* What is expected *
Reproduce all entries word for word.
Material for this task START
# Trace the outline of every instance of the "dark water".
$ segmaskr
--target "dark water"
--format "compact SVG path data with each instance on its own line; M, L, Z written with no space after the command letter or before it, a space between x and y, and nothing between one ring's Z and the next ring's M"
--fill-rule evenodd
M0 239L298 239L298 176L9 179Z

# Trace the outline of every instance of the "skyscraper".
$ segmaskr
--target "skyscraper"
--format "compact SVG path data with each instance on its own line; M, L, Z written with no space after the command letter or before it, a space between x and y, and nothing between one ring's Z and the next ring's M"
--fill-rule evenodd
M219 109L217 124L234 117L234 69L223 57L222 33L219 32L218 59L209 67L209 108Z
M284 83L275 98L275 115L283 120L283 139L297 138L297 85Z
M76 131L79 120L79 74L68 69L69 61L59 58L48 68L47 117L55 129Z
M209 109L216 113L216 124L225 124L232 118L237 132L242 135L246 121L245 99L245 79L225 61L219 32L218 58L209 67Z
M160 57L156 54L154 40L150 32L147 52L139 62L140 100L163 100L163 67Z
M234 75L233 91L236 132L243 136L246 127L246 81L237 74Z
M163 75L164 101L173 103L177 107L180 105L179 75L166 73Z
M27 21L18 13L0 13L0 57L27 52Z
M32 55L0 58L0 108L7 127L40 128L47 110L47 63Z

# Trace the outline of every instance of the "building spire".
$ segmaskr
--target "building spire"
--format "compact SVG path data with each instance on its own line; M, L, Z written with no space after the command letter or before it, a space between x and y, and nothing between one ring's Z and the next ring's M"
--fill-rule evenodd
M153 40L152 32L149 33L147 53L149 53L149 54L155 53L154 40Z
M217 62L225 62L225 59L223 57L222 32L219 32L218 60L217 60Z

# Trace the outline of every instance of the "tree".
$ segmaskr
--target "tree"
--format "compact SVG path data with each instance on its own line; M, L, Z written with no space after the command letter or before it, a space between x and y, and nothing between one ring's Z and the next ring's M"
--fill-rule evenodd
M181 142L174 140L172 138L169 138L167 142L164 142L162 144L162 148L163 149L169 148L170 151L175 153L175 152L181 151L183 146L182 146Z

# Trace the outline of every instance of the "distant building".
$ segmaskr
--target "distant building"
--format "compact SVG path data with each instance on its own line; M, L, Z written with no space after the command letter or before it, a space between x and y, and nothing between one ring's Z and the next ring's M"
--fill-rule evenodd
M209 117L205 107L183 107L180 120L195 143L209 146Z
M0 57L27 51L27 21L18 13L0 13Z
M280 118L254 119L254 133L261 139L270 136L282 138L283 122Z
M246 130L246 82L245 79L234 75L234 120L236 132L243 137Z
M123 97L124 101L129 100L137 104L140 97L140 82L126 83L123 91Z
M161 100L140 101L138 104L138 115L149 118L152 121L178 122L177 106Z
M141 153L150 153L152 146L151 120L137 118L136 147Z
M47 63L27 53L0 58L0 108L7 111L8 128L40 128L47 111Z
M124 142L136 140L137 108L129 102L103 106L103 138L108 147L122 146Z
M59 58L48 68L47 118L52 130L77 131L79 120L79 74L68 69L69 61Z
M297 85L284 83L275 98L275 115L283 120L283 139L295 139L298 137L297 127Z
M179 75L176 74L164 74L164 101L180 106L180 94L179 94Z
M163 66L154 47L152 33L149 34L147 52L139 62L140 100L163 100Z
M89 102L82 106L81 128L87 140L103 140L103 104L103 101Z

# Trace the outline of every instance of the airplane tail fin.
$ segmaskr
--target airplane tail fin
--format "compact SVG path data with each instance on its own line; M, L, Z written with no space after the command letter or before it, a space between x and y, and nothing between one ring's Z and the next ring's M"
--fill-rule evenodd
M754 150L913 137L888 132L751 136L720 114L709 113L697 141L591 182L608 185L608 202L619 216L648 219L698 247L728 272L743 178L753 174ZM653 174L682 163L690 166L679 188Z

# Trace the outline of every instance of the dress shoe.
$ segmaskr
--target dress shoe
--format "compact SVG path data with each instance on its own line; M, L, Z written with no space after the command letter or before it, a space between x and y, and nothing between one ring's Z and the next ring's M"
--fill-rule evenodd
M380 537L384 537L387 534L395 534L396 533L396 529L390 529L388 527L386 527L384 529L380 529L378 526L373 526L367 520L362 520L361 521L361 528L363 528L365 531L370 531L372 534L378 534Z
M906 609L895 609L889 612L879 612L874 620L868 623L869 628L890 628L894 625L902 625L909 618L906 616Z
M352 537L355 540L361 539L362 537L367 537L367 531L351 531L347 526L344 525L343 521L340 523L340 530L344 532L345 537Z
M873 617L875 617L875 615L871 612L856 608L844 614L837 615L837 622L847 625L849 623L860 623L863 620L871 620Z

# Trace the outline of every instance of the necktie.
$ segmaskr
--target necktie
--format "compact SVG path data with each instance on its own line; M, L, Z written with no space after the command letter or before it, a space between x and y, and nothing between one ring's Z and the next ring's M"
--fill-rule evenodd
Material for this task END
* Output for this exercise *
# Trace the outline of every instance of the "dark water".
$ segmaskr
--target "dark water"
--format "compact SVG path data with each instance on its own line; M, L, Z written with no space after the command letter or before it, a space between x and y, and nothing between one ring's Z and the next ring's M"
--fill-rule evenodd
M0 239L298 239L298 176L9 179Z

# Trace the outline of every instance of the "skyscraper".
$ segmaskr
--target "skyscraper"
--format "compact SVG path data with each instance on its own line; M, L, Z written with no space after the command letter or before it, a space between x and y, and nothing between one ring's Z and the next ring's M"
--fill-rule evenodd
M219 109L217 124L234 117L234 69L223 57L222 33L219 32L218 59L209 67L209 108Z
M284 83L275 98L275 115L283 120L283 139L297 138L297 85Z
M76 131L79 120L79 74L68 69L69 61L59 58L48 68L47 117L55 129Z
M209 109L216 113L216 124L225 124L232 118L237 132L242 135L246 121L245 99L245 79L225 61L219 32L218 58L209 67Z
M160 57L156 54L154 40L150 32L147 52L139 62L140 100L163 100L163 67Z
M234 75L233 91L236 132L243 136L246 127L246 81L237 74Z
M163 75L164 101L173 103L177 107L180 105L179 75L166 73Z
M27 21L18 13L0 13L0 57L27 52Z
M32 55L0 58L0 108L7 127L40 128L47 110L47 63Z

# Trace the outline of every instance of the "building spire".
$ segmaskr
--target "building spire"
--format "compact SVG path data with each instance on its own line; M, L, Z written with no space after the command letter or before it, a space between x and y, and nothing between one ring's Z and the next ring's M"
--fill-rule evenodd
M153 40L152 32L149 33L147 53L149 53L149 54L155 53L154 40Z
M217 62L225 62L225 59L223 57L222 32L219 32L218 60L217 60Z

# Trace the outline of every instance of the "tree".
$ segmaskr
--target "tree"
--format "compact SVG path data with each instance on its own line; M, L, Z written with no space after the command letter or before it, a space between x and y, and nothing between one ring's Z and the next ring's M"
--fill-rule evenodd
M181 142L174 140L172 138L169 138L167 142L164 142L162 144L162 148L163 149L169 148L170 151L175 153L175 152L181 151L183 146L182 146Z

# Trace the outline of every instance of the "distant building".
$ segmaskr
--target "distant building"
--format "compact SVG path data with each instance on its own line; M, L, Z written with no space after the command letter or before it, a space between x and y, and nothing between one ring's Z and the next ring's M"
--fill-rule evenodd
M209 117L205 107L183 107L180 120L195 143L209 146Z
M0 57L27 51L27 21L18 13L0 13Z
M280 118L254 119L254 133L261 139L270 136L282 138L283 122Z
M246 130L246 82L245 79L234 75L234 120L236 132L243 137Z
M123 97L124 101L129 100L137 104L140 97L140 82L126 83L123 91Z
M161 100L140 101L138 104L138 115L149 118L152 121L178 122L177 106Z
M141 153L150 153L152 146L151 120L137 118L136 147Z
M47 63L27 53L0 58L0 108L7 111L8 128L40 128L47 111Z
M124 142L136 140L137 108L129 102L103 106L103 138L108 147L122 146Z
M59 58L48 68L47 118L52 130L77 131L79 120L79 74L68 69L69 61Z
M297 85L284 83L275 98L275 115L283 120L283 139L295 139L298 137L297 127Z
M179 75L176 74L164 74L164 101L180 106L180 94L179 94Z
M163 66L154 47L152 33L149 34L147 52L139 62L140 100L163 100Z
M89 102L82 106L81 128L87 140L103 140L103 104L103 101Z

# Trace the outline of every instance of the airplane tail fin.
$ segmaskr
--target airplane tail fin
--format "compact SVG path data with each instance on its own line; M, L, Z written with no space after the command letter or before it, a space between x and y, and nothing between one ring's Z and the next ring's M"
--fill-rule evenodd
M754 150L913 137L888 132L751 136L720 114L709 113L697 141L591 182L608 185L608 202L619 216L648 219L698 247L728 272L743 178L753 174ZM653 174L682 163L690 166L679 188Z

# Trace the outline of every instance of the dress shoe.
$ segmaskr
--target dress shoe
--format "compact SVG path data with each instance on its own line; M, L, Z written with no space after the command letter or before it, a space between x and y, and nothing between one ring's Z and the next ring's M"
--fill-rule evenodd
M380 537L384 537L387 534L395 534L396 533L396 529L390 529L388 527L386 527L384 529L380 529L378 526L373 526L367 520L362 520L361 521L361 528L363 528L365 531L370 531L372 534L378 534Z
M906 609L895 609L889 612L879 612L874 620L868 623L869 628L890 628L894 625L902 625L909 618L906 616Z
M352 537L355 540L361 539L362 537L367 537L367 531L351 531L347 526L344 525L343 521L340 523L340 530L344 532L345 537Z
M873 617L875 617L875 615L871 612L856 608L844 614L837 615L837 622L847 625L849 623L860 623L863 620L871 620Z

# Trace the outline of every instance of the necktie.
$ segmaskr
--target necktie
--format "compact SVG path data with each instance on its own line; M, L, Z written with no space after the command letter or before it, a space between x and y, and nothing between one ring's Z and the next ring's M"
--fill-rule evenodd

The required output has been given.